■ **Problem description**
Although the data below holds other lines too, output only those from the line with "target: desert ground" up to and including the line with "target: white paint", exactly as they appear.

■ **Records for this exercise**
☆ ☆ ☆ ☆ ☆
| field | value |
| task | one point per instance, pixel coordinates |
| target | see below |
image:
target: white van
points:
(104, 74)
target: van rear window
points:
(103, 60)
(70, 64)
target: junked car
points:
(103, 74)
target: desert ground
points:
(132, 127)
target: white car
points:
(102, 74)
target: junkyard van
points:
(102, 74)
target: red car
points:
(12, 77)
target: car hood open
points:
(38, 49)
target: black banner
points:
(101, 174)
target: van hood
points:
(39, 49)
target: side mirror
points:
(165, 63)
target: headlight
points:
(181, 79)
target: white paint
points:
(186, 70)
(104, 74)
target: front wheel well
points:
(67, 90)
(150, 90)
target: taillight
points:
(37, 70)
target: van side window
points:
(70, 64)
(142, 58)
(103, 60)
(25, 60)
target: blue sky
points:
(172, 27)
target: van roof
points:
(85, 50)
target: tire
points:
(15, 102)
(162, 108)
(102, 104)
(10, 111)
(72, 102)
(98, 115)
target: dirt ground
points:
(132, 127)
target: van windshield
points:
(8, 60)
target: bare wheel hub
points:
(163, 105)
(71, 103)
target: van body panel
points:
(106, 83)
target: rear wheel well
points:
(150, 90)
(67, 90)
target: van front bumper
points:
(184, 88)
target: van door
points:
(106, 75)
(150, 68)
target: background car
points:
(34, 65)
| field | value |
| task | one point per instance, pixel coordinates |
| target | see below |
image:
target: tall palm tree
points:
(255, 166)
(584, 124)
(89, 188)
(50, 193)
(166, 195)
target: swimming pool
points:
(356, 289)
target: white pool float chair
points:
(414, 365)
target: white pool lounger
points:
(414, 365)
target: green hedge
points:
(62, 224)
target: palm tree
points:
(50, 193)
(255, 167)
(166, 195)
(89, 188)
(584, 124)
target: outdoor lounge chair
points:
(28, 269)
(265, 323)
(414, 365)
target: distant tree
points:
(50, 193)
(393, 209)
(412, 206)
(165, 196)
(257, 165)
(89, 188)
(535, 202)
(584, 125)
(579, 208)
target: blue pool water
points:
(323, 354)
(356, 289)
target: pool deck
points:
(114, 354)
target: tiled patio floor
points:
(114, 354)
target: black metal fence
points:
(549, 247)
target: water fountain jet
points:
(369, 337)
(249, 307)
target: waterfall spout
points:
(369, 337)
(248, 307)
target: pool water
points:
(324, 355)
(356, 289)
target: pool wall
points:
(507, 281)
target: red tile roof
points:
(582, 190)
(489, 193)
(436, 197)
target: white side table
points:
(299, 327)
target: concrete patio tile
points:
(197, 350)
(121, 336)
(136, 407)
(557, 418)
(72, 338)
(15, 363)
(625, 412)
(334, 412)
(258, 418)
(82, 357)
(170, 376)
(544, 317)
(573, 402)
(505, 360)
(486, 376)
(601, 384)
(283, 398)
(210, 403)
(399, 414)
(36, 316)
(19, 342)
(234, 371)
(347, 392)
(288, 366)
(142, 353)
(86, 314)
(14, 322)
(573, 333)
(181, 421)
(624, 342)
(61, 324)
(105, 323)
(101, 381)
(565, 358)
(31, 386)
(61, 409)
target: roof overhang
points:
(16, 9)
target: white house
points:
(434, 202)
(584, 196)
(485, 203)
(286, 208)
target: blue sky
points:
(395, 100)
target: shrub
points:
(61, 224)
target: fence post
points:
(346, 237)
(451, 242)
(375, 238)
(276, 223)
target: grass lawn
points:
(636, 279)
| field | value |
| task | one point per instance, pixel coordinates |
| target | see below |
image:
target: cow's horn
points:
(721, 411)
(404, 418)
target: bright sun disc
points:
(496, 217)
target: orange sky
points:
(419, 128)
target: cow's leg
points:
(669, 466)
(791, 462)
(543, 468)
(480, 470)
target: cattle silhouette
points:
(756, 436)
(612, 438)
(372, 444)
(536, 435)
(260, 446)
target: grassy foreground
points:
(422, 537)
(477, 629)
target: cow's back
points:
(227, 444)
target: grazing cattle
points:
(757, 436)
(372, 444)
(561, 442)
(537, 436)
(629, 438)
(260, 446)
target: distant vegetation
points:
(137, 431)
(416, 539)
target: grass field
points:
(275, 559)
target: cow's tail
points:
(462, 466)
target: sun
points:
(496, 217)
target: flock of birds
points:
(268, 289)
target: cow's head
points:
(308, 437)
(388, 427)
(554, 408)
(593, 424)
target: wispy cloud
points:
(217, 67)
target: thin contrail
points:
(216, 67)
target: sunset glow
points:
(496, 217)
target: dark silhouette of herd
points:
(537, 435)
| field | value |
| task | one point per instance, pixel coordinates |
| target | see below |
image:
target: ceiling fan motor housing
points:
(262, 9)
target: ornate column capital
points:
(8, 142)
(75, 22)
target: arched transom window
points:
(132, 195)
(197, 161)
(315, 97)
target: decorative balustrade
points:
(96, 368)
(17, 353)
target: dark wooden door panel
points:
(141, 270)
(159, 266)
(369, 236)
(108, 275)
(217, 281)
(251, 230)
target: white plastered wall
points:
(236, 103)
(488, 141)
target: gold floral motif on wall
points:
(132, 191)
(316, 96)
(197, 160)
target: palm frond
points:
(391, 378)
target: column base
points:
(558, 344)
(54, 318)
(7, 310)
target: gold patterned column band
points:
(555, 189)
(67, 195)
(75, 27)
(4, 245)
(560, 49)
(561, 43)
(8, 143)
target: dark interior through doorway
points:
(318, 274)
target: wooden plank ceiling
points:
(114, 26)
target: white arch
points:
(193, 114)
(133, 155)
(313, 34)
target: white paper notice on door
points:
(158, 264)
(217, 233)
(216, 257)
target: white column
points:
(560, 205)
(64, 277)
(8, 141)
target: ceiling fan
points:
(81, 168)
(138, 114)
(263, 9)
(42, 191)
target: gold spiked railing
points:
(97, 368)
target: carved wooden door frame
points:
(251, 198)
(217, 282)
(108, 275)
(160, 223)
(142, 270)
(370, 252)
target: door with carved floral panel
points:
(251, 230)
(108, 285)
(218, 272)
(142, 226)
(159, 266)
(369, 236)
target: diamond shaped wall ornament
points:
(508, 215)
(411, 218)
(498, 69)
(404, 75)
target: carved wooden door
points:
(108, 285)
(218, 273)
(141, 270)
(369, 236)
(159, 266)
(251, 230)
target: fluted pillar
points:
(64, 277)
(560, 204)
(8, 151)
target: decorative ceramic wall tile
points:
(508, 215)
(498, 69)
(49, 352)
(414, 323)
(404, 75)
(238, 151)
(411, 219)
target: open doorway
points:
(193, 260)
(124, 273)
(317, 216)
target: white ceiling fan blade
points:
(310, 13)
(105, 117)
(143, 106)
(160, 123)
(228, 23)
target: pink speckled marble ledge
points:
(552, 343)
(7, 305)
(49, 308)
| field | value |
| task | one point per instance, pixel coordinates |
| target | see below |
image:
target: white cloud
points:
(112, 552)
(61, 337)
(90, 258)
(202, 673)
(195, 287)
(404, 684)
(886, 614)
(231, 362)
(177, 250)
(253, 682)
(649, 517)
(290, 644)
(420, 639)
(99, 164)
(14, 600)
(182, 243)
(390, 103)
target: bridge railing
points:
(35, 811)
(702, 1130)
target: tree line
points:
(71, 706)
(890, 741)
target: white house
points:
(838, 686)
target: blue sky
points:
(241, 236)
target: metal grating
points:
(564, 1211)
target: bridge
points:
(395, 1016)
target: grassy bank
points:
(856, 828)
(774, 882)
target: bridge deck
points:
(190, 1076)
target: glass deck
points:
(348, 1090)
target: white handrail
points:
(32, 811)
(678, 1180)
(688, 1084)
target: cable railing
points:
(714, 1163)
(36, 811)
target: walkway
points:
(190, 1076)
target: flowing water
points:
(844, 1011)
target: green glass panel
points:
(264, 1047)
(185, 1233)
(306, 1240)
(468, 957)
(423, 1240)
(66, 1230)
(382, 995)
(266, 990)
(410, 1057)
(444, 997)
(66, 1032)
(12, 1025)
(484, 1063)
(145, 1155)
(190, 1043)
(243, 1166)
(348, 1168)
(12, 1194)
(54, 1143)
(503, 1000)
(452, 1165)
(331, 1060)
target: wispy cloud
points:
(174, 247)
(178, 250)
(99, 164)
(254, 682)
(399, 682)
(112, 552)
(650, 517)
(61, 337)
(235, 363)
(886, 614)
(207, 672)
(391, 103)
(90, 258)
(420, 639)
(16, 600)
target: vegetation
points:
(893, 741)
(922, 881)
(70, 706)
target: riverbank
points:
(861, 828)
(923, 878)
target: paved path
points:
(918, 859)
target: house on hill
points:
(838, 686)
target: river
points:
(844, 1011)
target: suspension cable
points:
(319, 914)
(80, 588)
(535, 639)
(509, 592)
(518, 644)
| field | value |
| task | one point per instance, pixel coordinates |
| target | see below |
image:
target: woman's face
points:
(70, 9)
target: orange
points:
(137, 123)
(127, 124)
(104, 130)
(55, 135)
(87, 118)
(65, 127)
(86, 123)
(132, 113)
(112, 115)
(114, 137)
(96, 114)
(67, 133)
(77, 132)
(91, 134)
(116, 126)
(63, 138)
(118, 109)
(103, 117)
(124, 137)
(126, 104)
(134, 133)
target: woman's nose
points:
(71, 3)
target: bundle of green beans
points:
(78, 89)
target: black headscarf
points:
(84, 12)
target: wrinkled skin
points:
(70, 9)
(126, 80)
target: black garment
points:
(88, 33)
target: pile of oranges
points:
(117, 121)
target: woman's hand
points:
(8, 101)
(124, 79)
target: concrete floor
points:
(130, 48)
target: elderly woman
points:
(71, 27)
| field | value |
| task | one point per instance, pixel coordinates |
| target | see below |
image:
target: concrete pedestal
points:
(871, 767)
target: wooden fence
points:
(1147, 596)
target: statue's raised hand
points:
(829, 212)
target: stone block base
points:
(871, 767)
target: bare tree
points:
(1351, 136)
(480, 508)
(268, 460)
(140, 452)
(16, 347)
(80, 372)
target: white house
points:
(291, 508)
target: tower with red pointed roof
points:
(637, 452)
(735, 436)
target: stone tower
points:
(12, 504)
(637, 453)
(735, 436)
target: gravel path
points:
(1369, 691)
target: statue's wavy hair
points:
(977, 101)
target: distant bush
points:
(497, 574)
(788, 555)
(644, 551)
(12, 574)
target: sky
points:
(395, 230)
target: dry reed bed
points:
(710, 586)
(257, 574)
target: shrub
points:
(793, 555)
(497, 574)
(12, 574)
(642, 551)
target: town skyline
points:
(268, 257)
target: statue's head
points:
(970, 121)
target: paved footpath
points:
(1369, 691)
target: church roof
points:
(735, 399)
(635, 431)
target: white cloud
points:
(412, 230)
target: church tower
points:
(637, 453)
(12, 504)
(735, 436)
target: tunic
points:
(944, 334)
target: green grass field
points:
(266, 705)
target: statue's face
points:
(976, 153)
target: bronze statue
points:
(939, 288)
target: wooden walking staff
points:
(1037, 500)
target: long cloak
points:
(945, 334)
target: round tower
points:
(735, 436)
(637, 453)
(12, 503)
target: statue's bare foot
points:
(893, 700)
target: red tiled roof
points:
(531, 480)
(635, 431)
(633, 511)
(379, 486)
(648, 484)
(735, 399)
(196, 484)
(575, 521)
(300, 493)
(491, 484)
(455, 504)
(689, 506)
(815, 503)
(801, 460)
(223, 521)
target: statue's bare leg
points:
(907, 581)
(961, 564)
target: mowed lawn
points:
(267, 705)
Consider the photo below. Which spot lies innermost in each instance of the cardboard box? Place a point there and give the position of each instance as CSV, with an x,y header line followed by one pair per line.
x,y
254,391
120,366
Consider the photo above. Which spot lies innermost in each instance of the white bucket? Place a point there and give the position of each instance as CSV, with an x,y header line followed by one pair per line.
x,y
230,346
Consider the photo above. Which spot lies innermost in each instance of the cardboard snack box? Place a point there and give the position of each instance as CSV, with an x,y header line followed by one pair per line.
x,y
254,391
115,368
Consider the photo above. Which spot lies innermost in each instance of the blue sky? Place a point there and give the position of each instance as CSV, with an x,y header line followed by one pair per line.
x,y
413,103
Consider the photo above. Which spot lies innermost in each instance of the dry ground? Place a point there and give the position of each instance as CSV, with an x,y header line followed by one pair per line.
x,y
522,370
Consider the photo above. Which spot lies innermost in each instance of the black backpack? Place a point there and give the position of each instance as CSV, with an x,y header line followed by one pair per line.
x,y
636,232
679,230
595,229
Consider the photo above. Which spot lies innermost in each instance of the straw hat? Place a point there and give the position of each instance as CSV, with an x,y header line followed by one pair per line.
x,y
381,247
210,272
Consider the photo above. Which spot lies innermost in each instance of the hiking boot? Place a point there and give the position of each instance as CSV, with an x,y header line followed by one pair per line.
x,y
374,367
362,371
☆ ☆ ☆ ☆ ☆
■ **Reply**
target: desert ground
points:
(132, 127)
target: white car
points:
(102, 74)
target: junkyard van
points:
(102, 74)
target: red car
points:
(12, 77)
target: car hood open
points:
(38, 49)
target: black banner
points:
(101, 174)
target: van hood
points:
(39, 49)
target: side mirror
points:
(165, 63)
target: headlight
points:
(181, 79)
target: white paint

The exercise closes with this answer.